= Written task =
Update the records below from the line holding "the blue background" through the line holding "x=368 y=950", inclusive, by replacing "instance" with "occurrence" and changing nothing else. Return only those lines.

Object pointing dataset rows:
----
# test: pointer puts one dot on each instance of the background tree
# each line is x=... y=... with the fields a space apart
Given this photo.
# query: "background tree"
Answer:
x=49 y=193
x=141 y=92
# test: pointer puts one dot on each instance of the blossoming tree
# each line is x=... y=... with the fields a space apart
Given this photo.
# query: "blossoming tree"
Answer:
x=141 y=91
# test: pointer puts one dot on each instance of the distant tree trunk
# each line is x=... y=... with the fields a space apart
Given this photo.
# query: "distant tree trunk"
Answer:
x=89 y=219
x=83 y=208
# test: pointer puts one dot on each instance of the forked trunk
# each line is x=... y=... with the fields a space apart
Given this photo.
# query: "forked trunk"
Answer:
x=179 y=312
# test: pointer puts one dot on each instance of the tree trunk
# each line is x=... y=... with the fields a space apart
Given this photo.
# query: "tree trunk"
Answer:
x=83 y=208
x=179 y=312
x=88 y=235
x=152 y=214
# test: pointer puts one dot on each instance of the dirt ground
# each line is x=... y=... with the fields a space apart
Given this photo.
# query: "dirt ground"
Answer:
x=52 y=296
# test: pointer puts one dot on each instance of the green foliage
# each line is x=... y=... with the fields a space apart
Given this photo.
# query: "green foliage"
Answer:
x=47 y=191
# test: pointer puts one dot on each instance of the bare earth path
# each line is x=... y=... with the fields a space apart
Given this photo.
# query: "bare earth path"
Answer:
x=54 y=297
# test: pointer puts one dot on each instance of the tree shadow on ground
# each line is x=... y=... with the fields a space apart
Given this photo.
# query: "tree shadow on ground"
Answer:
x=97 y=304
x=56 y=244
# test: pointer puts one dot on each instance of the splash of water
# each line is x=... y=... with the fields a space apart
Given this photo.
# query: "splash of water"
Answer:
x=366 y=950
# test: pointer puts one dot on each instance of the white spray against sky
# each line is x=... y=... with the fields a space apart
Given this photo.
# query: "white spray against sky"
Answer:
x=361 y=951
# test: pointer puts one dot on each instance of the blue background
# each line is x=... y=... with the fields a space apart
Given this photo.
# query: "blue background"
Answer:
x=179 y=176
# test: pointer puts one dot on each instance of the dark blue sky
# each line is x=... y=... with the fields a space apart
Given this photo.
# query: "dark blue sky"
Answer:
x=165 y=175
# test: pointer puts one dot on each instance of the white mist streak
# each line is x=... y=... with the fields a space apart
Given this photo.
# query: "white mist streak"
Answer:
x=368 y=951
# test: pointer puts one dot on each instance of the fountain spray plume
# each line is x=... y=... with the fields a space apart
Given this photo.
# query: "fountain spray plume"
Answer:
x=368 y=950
----
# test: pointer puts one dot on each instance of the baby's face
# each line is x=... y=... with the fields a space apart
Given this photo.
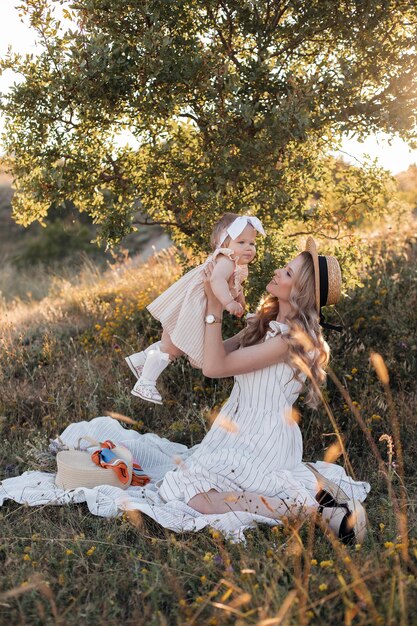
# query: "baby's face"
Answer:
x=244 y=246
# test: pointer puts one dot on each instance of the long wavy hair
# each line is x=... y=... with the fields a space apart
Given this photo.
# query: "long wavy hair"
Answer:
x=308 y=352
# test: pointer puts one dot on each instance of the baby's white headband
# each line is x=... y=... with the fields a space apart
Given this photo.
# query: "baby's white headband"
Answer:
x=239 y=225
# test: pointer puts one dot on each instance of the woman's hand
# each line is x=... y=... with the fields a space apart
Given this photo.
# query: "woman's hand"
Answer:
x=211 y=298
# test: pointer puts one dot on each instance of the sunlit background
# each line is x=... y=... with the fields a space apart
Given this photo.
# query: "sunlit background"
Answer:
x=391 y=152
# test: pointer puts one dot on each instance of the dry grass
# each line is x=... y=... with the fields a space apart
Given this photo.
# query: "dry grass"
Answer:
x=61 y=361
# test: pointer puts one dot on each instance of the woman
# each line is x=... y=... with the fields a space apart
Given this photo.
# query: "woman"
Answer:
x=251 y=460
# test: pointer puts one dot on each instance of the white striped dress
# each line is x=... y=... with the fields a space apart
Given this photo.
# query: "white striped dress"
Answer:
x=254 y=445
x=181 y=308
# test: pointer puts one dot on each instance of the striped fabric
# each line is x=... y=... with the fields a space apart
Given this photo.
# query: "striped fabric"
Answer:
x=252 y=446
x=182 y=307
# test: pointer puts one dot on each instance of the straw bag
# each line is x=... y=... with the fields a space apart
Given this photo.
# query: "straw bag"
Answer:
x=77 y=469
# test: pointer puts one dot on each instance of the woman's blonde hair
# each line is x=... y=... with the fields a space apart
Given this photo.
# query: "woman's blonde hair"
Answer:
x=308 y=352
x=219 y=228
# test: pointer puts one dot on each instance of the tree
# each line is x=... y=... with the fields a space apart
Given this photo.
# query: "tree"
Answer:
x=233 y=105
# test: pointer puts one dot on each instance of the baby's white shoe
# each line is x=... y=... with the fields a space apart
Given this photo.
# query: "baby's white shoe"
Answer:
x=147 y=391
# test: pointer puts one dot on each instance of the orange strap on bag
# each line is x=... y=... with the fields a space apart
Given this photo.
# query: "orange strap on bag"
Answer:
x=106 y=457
----
= Exercise solution =
# test: pointer puts one dot on each occurrence of the blue background
# each line is x=... y=... with the fields a space apart
Given this photo.
# query: "blue background"
Answer:
x=179 y=176
# test: pointer puts one dot on each occurrence of the dark blue sky
# each line is x=... y=... with the fields a space apart
Given this photo.
# query: "dark blue sky"
Answer:
x=165 y=175
# test: pointer puts one dot on each occurrence of the white mist streak
# each line is x=... y=... with the fields a space apart
Given this photo.
# query: "white mist streak"
Answer:
x=368 y=951
# test: pointer puts one dot on each occurrence of the fountain spray plume
# each line is x=... y=... with the fields a space apart
Given this photo.
# query: "fountain spray plume"
Answer:
x=368 y=950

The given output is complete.